From the material below, select each line containing the word "table" and copy those lines out.

+++ Extracted material

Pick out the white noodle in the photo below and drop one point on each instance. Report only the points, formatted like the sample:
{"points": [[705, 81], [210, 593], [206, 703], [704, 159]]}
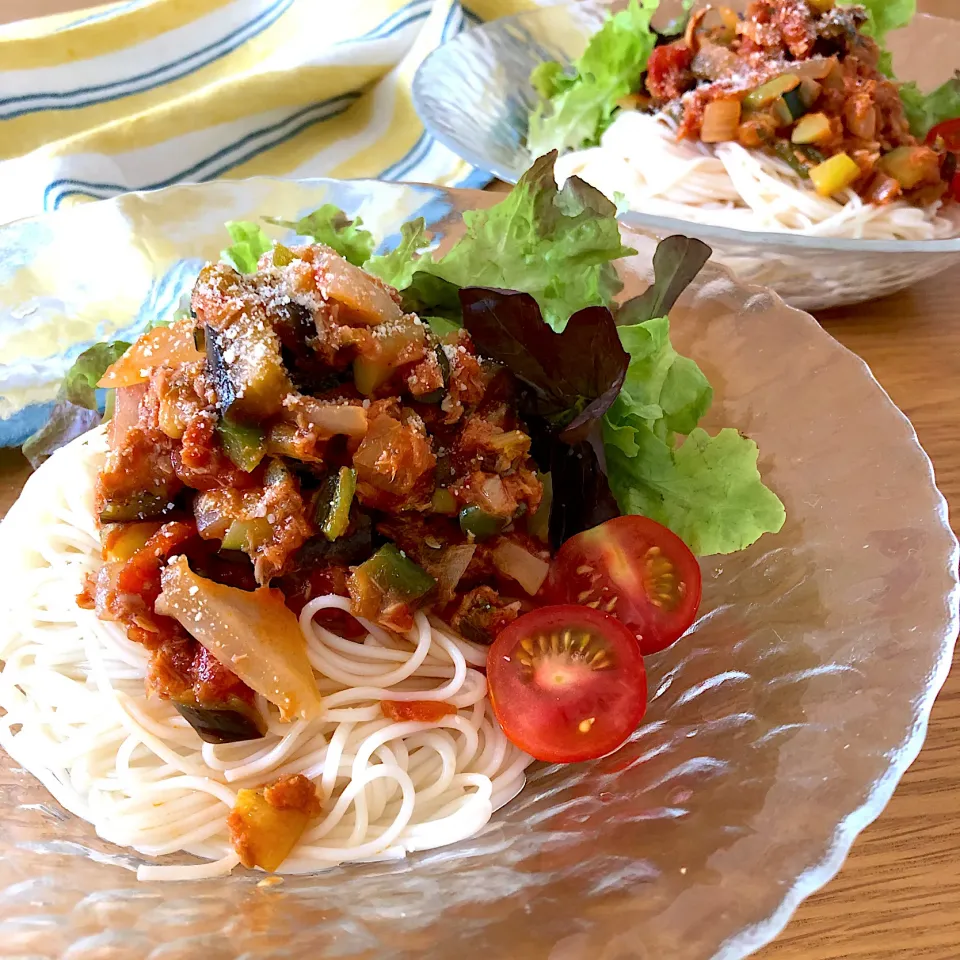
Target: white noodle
{"points": [[76, 715], [729, 186]]}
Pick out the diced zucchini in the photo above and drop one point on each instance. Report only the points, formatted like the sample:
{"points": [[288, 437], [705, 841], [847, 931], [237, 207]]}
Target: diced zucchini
{"points": [[139, 506], [770, 91], [245, 446], [721, 118], [246, 535], [813, 128], [397, 578], [911, 166], [834, 175], [122, 540], [333, 506], [794, 102], [267, 833], [481, 524], [277, 472], [247, 370], [232, 721], [781, 113]]}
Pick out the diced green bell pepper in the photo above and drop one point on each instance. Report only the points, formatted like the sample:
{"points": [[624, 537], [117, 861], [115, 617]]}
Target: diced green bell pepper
{"points": [[480, 523], [245, 446], [396, 576]]}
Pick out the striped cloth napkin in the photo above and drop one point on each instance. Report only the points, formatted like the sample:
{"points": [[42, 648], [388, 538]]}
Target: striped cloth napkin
{"points": [[146, 93]]}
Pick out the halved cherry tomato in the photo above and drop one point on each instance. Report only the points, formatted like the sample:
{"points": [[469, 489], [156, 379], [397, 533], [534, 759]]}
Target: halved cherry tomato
{"points": [[567, 683], [949, 133], [636, 570]]}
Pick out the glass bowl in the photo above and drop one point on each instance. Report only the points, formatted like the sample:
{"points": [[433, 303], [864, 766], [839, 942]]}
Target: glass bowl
{"points": [[473, 94], [777, 729]]}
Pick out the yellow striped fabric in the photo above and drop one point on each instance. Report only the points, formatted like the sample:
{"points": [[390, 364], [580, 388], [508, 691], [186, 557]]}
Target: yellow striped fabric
{"points": [[141, 94]]}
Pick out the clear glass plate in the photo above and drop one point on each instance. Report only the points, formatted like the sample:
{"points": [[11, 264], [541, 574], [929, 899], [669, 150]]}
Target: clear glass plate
{"points": [[777, 729], [473, 94]]}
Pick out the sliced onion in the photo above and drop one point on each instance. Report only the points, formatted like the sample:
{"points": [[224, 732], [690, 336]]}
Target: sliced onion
{"points": [[255, 635], [126, 412], [520, 565], [453, 565], [492, 497], [212, 514], [173, 345], [331, 419]]}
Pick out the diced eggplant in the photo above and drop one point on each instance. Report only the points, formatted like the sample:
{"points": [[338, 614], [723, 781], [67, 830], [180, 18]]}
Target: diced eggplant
{"points": [[333, 503], [436, 396], [795, 103], [262, 833], [247, 370], [538, 525], [232, 721], [347, 550], [911, 166]]}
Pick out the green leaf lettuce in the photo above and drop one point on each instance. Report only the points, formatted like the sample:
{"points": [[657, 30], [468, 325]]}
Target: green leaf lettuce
{"points": [[706, 489], [331, 226], [249, 244], [579, 106]]}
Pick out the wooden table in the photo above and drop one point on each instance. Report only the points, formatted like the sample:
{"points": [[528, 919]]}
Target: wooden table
{"points": [[898, 894]]}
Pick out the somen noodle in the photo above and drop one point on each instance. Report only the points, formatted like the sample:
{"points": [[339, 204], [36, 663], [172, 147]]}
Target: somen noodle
{"points": [[727, 185], [77, 716]]}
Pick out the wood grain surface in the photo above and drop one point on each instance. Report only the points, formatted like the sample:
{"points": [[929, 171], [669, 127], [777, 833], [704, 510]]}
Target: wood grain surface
{"points": [[898, 895]]}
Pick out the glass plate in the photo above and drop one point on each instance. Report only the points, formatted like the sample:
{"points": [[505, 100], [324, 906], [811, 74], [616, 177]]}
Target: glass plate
{"points": [[473, 94], [777, 729]]}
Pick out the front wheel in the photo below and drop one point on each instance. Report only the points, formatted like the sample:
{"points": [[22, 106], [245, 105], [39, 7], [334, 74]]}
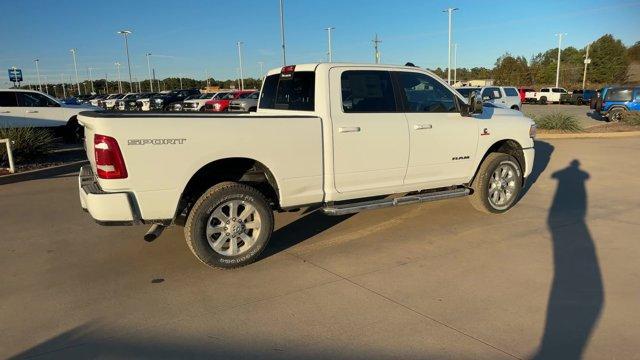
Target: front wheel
{"points": [[229, 225], [497, 185]]}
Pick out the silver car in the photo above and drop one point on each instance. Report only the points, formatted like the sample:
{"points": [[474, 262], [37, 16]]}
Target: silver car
{"points": [[246, 102]]}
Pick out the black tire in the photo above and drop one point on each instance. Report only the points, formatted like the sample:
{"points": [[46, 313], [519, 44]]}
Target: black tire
{"points": [[482, 183], [616, 114], [215, 199]]}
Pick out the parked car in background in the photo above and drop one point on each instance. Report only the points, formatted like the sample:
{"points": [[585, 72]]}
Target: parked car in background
{"points": [[121, 104], [577, 97], [163, 101], [341, 137], [197, 103], [143, 102], [619, 101], [222, 104], [110, 102], [246, 102], [506, 97], [28, 108], [547, 95]]}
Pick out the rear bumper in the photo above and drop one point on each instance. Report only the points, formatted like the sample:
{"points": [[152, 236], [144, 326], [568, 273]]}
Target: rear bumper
{"points": [[105, 208]]}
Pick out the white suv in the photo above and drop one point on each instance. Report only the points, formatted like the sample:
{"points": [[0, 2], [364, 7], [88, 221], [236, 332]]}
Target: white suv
{"points": [[27, 108]]}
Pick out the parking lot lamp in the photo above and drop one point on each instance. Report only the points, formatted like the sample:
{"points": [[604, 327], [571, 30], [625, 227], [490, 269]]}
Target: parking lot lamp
{"points": [[449, 11], [330, 51], [560, 35], [38, 72], [125, 34], [239, 43], [149, 68], [75, 66], [119, 79]]}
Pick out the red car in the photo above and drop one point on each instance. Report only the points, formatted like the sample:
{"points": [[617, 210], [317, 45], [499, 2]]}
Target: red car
{"points": [[222, 104]]}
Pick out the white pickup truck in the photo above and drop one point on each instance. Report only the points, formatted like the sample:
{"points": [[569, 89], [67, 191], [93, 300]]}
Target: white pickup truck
{"points": [[545, 95], [344, 137]]}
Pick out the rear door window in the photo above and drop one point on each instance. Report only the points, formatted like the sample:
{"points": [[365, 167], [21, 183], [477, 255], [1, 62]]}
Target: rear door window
{"points": [[8, 99], [295, 92], [367, 91]]}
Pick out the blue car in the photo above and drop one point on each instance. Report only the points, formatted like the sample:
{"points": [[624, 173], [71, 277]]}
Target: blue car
{"points": [[619, 101]]}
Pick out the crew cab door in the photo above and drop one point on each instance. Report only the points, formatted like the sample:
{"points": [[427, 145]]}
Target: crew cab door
{"points": [[443, 142], [370, 135]]}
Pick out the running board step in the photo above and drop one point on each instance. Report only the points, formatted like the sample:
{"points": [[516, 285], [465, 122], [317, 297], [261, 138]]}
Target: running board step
{"points": [[351, 208]]}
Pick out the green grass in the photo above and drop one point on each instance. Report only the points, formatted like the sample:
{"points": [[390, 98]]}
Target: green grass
{"points": [[632, 118], [558, 121], [26, 143]]}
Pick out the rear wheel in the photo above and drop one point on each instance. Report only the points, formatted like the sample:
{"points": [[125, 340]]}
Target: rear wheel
{"points": [[497, 185], [229, 225]]}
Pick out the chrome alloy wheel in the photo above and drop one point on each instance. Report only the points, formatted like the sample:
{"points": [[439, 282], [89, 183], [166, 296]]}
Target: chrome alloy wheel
{"points": [[502, 185], [233, 227]]}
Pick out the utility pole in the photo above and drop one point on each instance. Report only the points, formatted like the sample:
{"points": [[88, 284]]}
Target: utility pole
{"points": [[125, 34], [560, 35], [455, 63], [64, 91], [38, 72], [376, 53], [91, 80], [119, 79], [239, 43], [149, 68], [284, 55], [586, 62], [329, 51], [449, 11]]}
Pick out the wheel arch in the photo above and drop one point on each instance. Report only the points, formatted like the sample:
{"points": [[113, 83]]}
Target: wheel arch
{"points": [[505, 146], [238, 169]]}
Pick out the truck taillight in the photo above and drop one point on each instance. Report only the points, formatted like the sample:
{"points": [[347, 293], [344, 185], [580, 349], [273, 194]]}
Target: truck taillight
{"points": [[109, 161]]}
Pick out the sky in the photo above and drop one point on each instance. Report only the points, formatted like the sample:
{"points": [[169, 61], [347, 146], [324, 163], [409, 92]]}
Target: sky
{"points": [[190, 38]]}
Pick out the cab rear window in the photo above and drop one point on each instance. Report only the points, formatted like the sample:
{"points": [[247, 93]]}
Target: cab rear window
{"points": [[294, 92]]}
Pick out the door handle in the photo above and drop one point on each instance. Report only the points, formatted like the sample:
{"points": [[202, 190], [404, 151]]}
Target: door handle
{"points": [[349, 129]]}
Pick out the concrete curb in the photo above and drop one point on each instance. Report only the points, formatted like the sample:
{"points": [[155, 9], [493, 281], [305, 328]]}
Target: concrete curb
{"points": [[42, 173], [608, 135]]}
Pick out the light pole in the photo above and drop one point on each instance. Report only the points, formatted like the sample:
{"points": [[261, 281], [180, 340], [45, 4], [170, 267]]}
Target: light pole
{"points": [[560, 35], [38, 72], [91, 80], [64, 91], [449, 11], [330, 51], [125, 34], [376, 53], [455, 63], [586, 62], [119, 79], [284, 55], [75, 66], [149, 68], [239, 43]]}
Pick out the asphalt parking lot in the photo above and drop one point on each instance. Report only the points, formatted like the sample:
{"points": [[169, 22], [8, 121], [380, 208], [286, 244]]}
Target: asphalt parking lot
{"points": [[556, 277]]}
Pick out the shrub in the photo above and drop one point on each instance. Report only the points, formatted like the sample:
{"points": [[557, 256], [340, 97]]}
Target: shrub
{"points": [[26, 143], [631, 118], [558, 121]]}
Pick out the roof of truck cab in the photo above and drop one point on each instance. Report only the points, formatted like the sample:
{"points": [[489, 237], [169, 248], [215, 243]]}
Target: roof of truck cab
{"points": [[315, 66]]}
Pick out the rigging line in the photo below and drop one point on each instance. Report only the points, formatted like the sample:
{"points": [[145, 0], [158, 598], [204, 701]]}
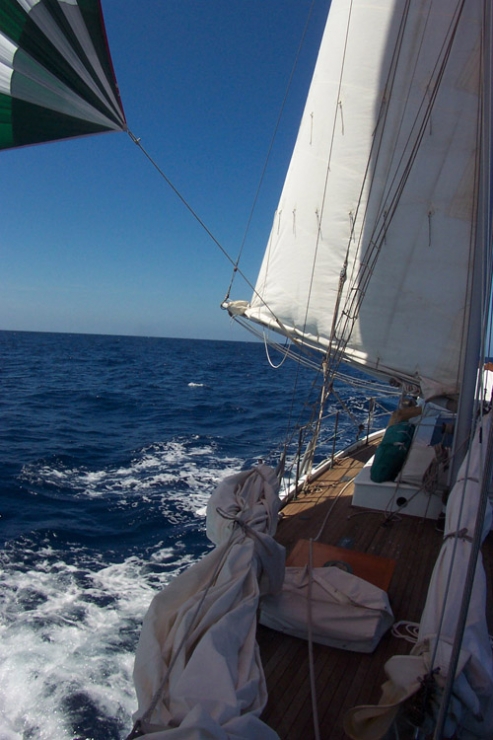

++++++

## Output
Pick out the wooden table in the photo above and drop one point on each instance. Report only the points, formatted like the sample:
Target: wooden table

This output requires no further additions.